--- STUDY MATERIAL Enclosed Below ---

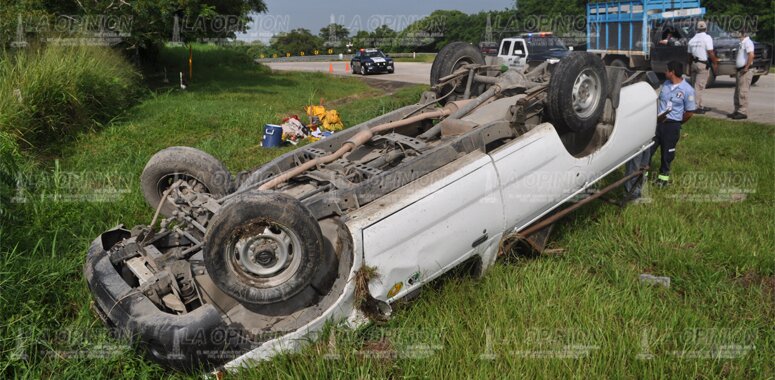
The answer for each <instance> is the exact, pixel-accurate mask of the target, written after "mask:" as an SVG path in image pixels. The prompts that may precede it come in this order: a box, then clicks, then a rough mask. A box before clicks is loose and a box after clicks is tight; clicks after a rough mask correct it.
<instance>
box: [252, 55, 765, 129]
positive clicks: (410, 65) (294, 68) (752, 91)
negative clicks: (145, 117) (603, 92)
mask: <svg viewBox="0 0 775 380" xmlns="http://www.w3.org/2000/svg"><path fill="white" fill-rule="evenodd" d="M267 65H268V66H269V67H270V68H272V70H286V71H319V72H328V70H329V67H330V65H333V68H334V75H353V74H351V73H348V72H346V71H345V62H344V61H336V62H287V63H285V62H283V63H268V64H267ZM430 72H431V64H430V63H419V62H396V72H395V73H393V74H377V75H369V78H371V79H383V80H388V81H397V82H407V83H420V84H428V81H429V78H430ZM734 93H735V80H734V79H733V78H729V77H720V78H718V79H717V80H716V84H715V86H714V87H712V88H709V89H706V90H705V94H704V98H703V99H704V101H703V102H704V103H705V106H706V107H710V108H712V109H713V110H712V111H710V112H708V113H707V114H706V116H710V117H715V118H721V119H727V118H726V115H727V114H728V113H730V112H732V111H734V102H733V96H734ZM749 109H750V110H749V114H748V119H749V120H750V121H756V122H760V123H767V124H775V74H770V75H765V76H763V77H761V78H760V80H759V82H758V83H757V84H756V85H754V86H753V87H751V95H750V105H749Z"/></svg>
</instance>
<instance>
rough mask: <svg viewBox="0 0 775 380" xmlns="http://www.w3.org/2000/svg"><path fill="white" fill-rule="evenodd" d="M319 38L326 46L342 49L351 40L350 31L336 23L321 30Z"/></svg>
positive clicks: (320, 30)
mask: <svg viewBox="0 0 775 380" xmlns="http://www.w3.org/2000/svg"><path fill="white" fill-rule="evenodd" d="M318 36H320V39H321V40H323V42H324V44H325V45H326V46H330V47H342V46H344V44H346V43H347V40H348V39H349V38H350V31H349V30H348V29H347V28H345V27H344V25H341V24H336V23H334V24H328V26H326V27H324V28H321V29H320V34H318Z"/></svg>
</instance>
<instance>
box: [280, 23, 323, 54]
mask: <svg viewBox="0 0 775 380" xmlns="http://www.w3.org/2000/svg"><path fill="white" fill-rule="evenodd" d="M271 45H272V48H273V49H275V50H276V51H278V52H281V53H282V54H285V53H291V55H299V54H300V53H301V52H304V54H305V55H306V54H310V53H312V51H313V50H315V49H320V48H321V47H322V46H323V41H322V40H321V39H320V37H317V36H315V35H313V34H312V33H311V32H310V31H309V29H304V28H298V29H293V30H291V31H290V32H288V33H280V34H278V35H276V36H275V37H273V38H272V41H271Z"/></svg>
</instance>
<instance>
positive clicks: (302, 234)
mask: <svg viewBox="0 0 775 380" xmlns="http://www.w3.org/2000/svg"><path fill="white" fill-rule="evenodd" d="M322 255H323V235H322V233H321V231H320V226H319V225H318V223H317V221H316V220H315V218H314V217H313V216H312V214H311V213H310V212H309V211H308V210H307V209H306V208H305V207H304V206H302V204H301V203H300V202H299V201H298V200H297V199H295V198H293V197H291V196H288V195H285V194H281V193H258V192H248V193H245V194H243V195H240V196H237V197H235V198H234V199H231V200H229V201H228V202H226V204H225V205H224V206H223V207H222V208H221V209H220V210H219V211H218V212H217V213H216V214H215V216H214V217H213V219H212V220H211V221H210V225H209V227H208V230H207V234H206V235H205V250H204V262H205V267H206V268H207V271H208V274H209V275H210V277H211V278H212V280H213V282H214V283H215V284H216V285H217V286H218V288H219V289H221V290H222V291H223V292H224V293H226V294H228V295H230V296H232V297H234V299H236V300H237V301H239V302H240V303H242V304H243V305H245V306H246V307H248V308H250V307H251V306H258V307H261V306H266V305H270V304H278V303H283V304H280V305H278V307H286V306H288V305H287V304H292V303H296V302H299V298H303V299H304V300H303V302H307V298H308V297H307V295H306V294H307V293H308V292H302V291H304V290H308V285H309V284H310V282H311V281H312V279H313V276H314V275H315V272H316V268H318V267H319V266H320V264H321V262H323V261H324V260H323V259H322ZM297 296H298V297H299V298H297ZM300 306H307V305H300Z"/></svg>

--- End of Enclosed STUDY MATERIAL ---

TASK TO COMPLETE:
Could you write out the records again exactly, omitting each image?

ANSWER SECTION:
The answer for each <instance> is the exact, pixel-accurate mask of the target, written after "mask:" as an SVG path in image pixels. The prompts that may precede it come in this order: a box, then clicks, then a rough mask. A box before clicks is loose and a box after clicks is tight; clicks after a rough mask correct it.
<instance>
box: [252, 55, 765, 129]
positive clicks: (410, 65) (294, 68) (752, 91)
negative clicks: (145, 117) (603, 92)
mask: <svg viewBox="0 0 775 380" xmlns="http://www.w3.org/2000/svg"><path fill="white" fill-rule="evenodd" d="M267 65H268V66H269V67H270V68H272V70H286V71H319V72H328V70H329V67H330V65H333V68H334V75H353V74H351V73H348V72H346V71H345V62H344V61H336V62H287V63H285V62H283V63H268V64H267ZM430 72H431V64H430V63H419V62H396V72H395V73H393V74H377V75H369V78H371V79H383V80H388V81H397V82H407V83H420V84H428V81H429V78H430ZM734 93H735V80H734V79H733V78H729V77H720V78H718V79H717V80H716V84H715V86H714V87H712V88H709V89H706V90H705V94H704V98H703V99H704V101H703V102H704V103H705V106H706V107H710V108H712V109H713V110H712V111H710V112H708V113H707V114H706V116H710V117H715V118H721V119H727V118H726V115H727V114H728V113H730V112H732V111H734V102H733V96H734ZM749 109H750V110H749V114H748V119H749V120H750V121H756V122H760V123H767V124H775V74H770V75H765V76H763V77H761V78H760V80H759V82H758V83H757V84H756V85H754V86H753V87H751V95H750V105H749Z"/></svg>
</instance>
<instance>
rough mask: <svg viewBox="0 0 775 380" xmlns="http://www.w3.org/2000/svg"><path fill="white" fill-rule="evenodd" d="M319 38L326 46L342 49L351 40L350 31L336 23L321 30Z"/></svg>
positive clicks: (320, 30)
mask: <svg viewBox="0 0 775 380" xmlns="http://www.w3.org/2000/svg"><path fill="white" fill-rule="evenodd" d="M318 36H320V39H321V40H323V42H324V44H325V45H326V46H330V47H342V46H344V44H346V43H347V40H348V39H349V38H350V31H349V30H348V29H347V28H345V27H344V25H341V24H336V23H334V24H328V26H326V27H324V28H321V29H320V34H318Z"/></svg>
</instance>
<instance>
box: [280, 23, 323, 54]
mask: <svg viewBox="0 0 775 380" xmlns="http://www.w3.org/2000/svg"><path fill="white" fill-rule="evenodd" d="M271 45H272V48H273V49H275V50H276V51H278V52H281V53H282V54H285V53H291V55H299V54H300V53H301V52H304V54H305V55H306V54H310V53H312V51H313V50H315V49H320V48H321V47H322V46H323V41H322V40H321V39H320V37H317V36H315V35H313V34H312V33H311V32H310V31H309V29H304V28H298V29H293V30H291V31H290V32H288V33H280V34H278V35H276V36H275V37H273V38H272V41H271Z"/></svg>
</instance>
<instance>
positive clicks: (302, 234)
mask: <svg viewBox="0 0 775 380" xmlns="http://www.w3.org/2000/svg"><path fill="white" fill-rule="evenodd" d="M322 255H323V235H322V233H321V231H320V226H319V225H318V223H317V221H316V220H315V218H314V217H313V216H312V214H311V213H310V212H309V211H308V210H307V209H306V208H305V207H304V206H302V204H301V203H300V202H299V201H298V200H297V199H295V198H293V197H291V196H288V195H285V194H281V193H258V192H248V193H245V194H243V195H240V196H237V197H235V198H234V199H231V200H229V201H228V202H226V204H225V205H224V206H223V207H222V208H221V209H220V210H219V211H218V212H217V213H216V214H215V216H214V217H213V219H212V220H211V221H210V225H209V227H208V230H207V234H206V235H205V250H204V262H205V267H206V268H207V271H208V274H209V275H210V277H211V278H212V280H213V282H214V283H215V284H216V285H217V286H218V288H219V289H221V290H222V291H223V292H224V293H226V294H228V295H230V296H232V297H234V299H236V300H237V301H239V302H240V303H242V304H243V305H245V306H246V307H248V308H250V307H251V306H258V307H261V306H266V305H270V304H278V303H283V304H280V305H278V307H286V306H288V305H287V304H292V303H296V302H299V298H303V299H304V300H303V302H307V298H308V297H307V295H306V294H307V293H308V292H302V291H304V290H308V285H309V284H310V282H311V281H312V279H313V276H314V275H315V272H316V268H318V267H319V266H320V264H321V262H323V261H324V260H323V259H322ZM297 296H298V297H299V298H297ZM300 306H307V305H300Z"/></svg>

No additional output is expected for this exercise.